* _MATERIAL FOR THIS TASK_:
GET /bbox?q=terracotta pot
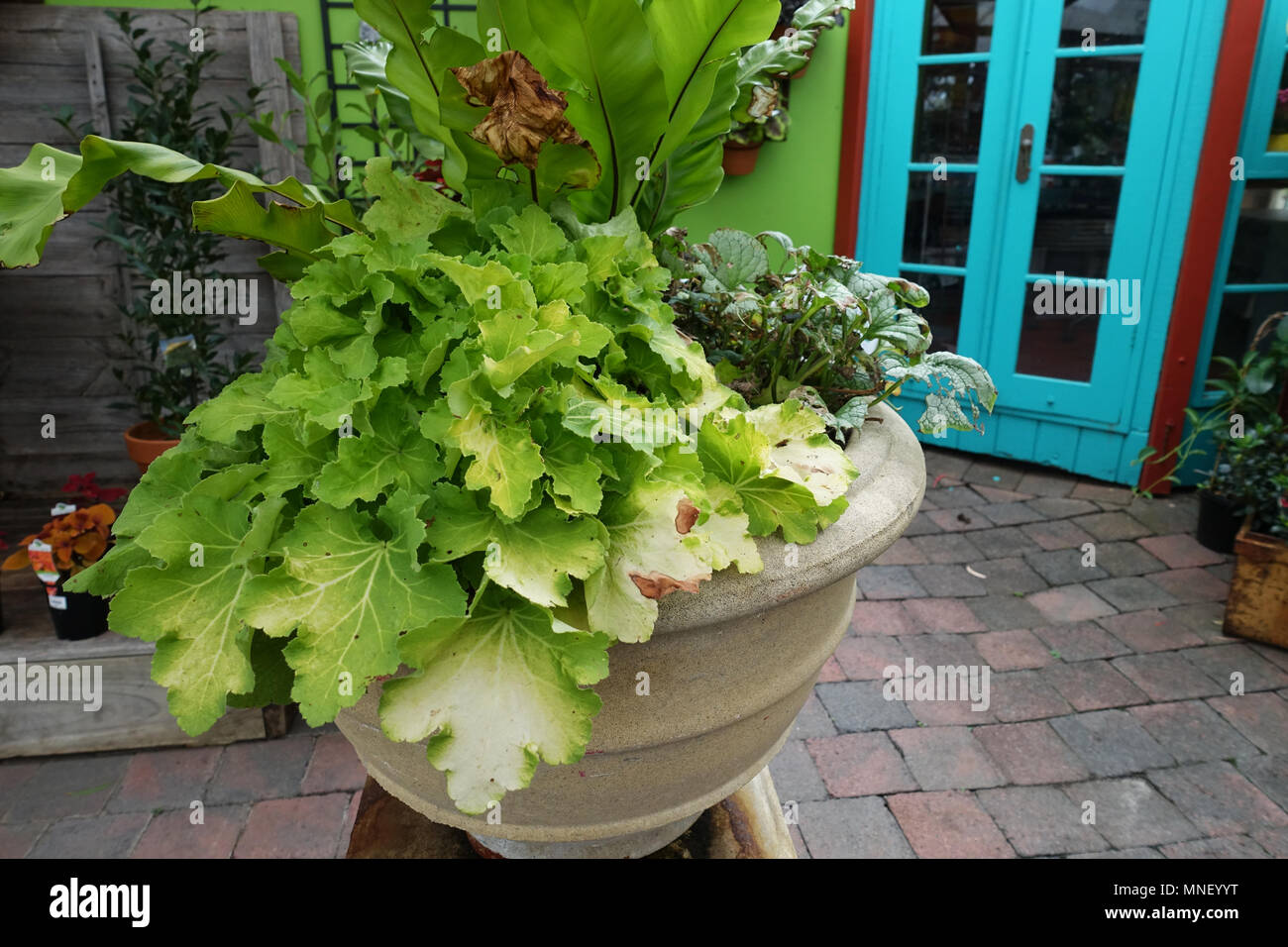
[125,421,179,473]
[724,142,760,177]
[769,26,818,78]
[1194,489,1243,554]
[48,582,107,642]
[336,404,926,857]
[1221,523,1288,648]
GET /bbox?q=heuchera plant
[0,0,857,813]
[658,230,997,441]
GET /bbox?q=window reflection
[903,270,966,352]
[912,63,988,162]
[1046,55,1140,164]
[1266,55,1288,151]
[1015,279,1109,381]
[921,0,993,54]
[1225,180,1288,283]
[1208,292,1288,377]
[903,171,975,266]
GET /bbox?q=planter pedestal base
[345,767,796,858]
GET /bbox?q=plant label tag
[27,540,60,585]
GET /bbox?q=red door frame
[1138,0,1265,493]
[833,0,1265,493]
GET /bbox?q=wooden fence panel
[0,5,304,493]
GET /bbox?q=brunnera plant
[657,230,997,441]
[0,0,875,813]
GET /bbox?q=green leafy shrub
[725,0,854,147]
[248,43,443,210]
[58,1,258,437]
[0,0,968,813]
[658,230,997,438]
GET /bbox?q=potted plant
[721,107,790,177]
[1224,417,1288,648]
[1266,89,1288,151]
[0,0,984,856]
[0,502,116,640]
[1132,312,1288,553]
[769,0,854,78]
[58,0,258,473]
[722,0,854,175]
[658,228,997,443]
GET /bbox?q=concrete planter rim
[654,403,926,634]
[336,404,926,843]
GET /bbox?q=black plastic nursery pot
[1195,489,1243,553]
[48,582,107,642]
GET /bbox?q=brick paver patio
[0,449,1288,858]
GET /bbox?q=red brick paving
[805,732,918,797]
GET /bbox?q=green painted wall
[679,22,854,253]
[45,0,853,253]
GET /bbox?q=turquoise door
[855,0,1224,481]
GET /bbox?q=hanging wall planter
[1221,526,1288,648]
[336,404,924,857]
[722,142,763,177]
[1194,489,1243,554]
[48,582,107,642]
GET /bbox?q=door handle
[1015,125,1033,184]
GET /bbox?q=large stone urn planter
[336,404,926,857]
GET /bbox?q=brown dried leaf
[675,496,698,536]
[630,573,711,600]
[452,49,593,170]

---

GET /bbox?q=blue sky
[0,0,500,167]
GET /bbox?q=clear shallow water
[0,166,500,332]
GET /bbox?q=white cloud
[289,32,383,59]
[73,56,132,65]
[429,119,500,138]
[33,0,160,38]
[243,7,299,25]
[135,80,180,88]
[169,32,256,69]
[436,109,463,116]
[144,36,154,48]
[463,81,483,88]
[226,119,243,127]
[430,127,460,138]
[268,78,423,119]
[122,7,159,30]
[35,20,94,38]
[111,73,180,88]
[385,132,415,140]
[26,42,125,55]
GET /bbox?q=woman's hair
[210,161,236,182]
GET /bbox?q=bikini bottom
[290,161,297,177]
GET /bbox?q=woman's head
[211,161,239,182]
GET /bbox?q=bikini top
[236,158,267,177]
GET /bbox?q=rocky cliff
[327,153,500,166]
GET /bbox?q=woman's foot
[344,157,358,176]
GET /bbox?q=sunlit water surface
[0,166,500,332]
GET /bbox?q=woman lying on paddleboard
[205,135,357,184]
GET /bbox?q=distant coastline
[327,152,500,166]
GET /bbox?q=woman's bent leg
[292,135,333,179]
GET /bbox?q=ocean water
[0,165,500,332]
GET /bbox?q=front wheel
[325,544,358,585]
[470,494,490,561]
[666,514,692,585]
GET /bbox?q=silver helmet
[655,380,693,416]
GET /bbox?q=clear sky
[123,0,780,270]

...

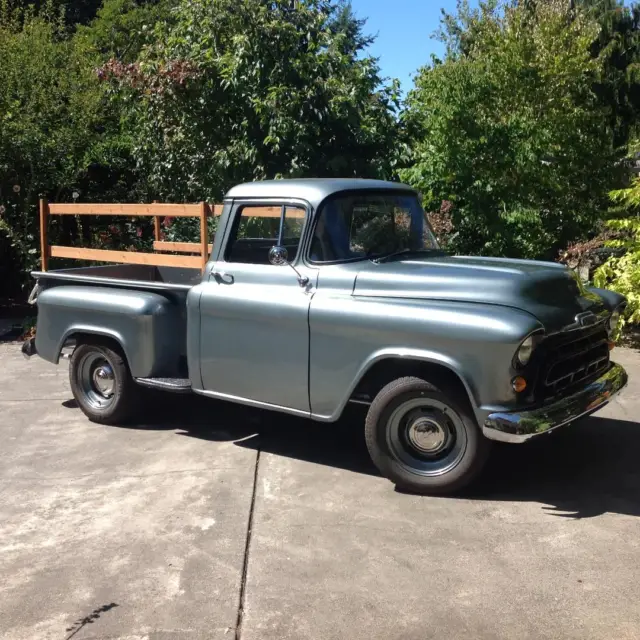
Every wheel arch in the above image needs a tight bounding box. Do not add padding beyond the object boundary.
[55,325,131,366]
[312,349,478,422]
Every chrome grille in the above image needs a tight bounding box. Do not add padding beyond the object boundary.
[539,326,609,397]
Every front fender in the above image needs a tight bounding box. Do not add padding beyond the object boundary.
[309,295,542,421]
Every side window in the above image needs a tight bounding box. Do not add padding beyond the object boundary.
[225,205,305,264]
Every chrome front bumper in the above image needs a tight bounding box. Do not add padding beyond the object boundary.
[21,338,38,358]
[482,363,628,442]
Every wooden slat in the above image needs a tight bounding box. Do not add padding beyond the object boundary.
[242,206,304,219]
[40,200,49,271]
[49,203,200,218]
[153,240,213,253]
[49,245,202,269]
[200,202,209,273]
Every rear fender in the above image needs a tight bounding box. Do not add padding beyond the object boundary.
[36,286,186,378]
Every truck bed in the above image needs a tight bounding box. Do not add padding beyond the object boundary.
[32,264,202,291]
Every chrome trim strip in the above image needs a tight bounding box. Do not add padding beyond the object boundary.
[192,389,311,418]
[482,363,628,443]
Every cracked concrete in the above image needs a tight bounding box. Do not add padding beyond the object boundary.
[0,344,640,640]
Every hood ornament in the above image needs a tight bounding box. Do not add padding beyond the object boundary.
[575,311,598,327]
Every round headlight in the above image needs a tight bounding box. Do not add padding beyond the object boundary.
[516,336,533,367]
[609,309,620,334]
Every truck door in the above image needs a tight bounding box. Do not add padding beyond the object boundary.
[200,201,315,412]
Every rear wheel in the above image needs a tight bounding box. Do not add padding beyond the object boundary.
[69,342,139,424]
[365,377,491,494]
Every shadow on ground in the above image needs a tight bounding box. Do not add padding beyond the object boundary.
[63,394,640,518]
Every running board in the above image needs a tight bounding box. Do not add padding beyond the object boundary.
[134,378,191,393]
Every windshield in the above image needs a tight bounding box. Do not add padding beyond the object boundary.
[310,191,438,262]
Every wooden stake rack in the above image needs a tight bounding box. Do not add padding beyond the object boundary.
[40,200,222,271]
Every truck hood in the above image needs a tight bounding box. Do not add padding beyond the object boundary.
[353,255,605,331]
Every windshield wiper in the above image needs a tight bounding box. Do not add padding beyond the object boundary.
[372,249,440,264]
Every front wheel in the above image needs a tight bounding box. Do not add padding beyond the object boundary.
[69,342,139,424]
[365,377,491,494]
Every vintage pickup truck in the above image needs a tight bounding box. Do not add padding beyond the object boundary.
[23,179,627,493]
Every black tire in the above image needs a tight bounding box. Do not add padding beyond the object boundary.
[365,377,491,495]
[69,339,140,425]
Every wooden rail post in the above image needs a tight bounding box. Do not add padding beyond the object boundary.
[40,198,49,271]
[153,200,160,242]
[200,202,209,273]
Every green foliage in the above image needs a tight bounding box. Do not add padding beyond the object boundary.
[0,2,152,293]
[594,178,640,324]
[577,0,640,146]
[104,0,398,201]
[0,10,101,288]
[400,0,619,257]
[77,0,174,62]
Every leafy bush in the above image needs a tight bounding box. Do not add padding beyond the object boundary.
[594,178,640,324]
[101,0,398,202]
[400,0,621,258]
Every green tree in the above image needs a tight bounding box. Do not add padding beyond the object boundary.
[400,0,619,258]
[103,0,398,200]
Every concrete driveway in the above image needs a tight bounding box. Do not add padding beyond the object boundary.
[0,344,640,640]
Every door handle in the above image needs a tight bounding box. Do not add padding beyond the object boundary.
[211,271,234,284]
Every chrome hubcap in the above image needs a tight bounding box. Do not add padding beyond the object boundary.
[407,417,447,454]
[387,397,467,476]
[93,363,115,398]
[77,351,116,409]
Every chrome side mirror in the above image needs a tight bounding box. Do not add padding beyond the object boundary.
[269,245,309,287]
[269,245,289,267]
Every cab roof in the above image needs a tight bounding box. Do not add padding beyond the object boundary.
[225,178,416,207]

* _THE REQUEST_: Turn the records starting at the line that contains "Every truck bed" and ending at the line that contains "[32,264,202,291]", both included, into a Markdown table with the columns Row and Line. Number each line in Row and leave out blank lines.

* _THE REPLY_:
| Row | Line |
|---|---|
| 1 | Every truck bed in the above image needs a tight bounding box. Do not add padding beyond the object boundary. |
| 2 | [32,264,202,291] |